* [WHAT TO DO]: Repeat every one of the records below word for word, without changing anything.

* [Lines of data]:
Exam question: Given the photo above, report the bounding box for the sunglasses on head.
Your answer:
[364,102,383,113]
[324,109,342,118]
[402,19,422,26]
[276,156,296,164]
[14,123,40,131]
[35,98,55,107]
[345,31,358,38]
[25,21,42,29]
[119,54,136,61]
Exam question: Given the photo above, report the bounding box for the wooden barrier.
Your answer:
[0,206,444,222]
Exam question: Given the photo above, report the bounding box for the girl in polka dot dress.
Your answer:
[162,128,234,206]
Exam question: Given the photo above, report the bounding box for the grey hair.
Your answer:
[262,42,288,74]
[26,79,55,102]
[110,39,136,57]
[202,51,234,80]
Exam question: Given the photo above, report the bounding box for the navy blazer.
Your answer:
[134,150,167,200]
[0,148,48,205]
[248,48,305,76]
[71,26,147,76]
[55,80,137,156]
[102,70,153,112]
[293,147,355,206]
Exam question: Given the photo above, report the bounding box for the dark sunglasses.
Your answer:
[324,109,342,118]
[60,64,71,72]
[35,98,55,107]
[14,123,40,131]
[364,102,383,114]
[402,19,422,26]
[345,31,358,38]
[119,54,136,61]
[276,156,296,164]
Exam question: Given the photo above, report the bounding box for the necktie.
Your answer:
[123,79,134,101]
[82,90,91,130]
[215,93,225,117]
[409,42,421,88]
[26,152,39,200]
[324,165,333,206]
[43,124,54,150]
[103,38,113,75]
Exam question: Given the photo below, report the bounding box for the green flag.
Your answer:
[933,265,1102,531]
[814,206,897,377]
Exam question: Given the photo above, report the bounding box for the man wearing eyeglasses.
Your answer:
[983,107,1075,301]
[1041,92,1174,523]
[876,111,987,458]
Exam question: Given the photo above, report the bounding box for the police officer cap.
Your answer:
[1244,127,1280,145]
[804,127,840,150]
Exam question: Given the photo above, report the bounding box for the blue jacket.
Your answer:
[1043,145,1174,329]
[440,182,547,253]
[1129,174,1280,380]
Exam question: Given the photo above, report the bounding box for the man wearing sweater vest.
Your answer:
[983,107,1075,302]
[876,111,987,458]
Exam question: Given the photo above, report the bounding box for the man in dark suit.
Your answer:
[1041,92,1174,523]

* [RESULT FOR THIS EXERCISE]:
Exam question: Given the photo above, report the bounding box for the sunglasses on head.
Your answer:
[364,102,383,113]
[324,109,342,118]
[402,19,422,26]
[276,156,296,164]
[14,123,40,131]
[35,98,55,107]
[345,31,358,38]
[25,21,42,29]
[119,54,136,61]
Exam question: Given the photo above, report the bounding box for the wooden barrier.
Your answer:
[0,206,444,222]
Exam question: Given the photo above, report the bounding box for the girl in polka dot dress.
Your answer:
[162,128,234,206]
Exam question: Given the photo above, report the bounding box for the grey hair.
Your answer:
[262,42,288,74]
[26,79,55,102]
[110,39,136,57]
[202,51,234,80]
Exam question: Given the photo above, report the bounding box for the navy blazer.
Your answer:
[134,150,167,200]
[0,148,48,205]
[248,48,305,76]
[71,26,147,76]
[55,80,137,156]
[102,70,153,112]
[293,147,355,206]
Exam question: Given the photo above, report the bounding box for the dark sunglasses.
Your answer:
[324,109,342,118]
[60,64,71,72]
[35,98,55,107]
[14,123,40,131]
[364,102,383,114]
[402,19,422,26]
[345,31,358,38]
[119,54,136,61]
[276,156,296,164]
Exam question: Given the photo above, report the bounding box for the necktie.
Your answer:
[123,79,134,101]
[82,90,91,130]
[215,93,225,117]
[409,42,421,88]
[26,152,39,200]
[324,165,333,206]
[43,124,54,150]
[103,38,113,75]
Exam question: Given the photo below, report the bounding box for the green flag.
Your answer:
[933,265,1102,531]
[814,206,897,377]
Exam question: Given the photo above, report the bounding box for the man wearing eyeglasses.
Your answer:
[983,107,1075,301]
[1041,92,1174,523]
[876,111,987,458]
Exam question: Given the photo above, report the bounding box for the police officer cap.
Your answer:
[1244,127,1280,145]
[804,127,840,150]
Exam question: Given the photo above, report the bounding box for the blue jacket.
Your answer:
[1043,145,1174,329]
[440,182,547,253]
[1129,174,1280,380]
Exam question: Given the photo above, report the bounding box for the man wearing sweater vest.
Your answer:
[983,107,1075,302]
[876,111,987,458]
Exam question: Given the photo above, report the bounding box for the man in dark suit.
Your answer:
[1041,92,1174,523]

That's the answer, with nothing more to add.